• _Set exercise_:
Can you rewrite the records starting at the line containing "Which spot sits on each instance of the white trim" and ending at the line containing "x=552 y=223", adding -94 to every number in the answer coordinates but leaving the requests and their sample coordinates unchanged?

• _Excerpted records_:
==================================================
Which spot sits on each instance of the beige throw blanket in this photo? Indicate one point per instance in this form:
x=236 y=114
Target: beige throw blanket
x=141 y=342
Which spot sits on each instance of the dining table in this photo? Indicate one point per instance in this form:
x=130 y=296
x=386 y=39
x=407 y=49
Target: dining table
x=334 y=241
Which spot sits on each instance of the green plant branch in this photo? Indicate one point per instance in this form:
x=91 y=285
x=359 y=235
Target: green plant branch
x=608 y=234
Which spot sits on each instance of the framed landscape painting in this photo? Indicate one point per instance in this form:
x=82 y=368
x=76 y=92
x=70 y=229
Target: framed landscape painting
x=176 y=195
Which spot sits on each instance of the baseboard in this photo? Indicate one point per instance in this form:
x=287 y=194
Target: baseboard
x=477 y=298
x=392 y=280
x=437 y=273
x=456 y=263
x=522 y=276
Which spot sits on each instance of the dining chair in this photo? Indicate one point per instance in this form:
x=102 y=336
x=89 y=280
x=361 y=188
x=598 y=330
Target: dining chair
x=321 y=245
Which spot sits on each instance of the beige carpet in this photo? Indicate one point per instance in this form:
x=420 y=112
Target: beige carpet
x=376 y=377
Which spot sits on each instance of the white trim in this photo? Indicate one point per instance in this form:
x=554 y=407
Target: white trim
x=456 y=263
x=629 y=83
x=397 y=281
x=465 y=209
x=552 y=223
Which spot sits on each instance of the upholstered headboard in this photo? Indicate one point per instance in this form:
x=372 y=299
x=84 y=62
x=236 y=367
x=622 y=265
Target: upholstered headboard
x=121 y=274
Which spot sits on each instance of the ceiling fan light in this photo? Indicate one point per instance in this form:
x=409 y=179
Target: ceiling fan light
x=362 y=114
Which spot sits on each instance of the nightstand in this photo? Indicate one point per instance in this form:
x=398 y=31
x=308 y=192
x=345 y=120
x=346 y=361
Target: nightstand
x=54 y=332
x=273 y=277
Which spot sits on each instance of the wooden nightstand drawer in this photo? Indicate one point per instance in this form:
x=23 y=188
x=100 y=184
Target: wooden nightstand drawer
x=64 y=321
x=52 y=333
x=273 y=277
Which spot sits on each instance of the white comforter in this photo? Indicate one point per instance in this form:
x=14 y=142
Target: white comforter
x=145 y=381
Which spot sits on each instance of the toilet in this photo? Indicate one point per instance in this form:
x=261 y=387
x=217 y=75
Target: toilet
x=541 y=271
==================================================
• _Response to the task_:
Which spot sits on each instance of the white trim in this photo? Indicate one point per instance in this form:
x=554 y=407
Target: white trim
x=362 y=169
x=535 y=-11
x=303 y=187
x=371 y=115
x=458 y=129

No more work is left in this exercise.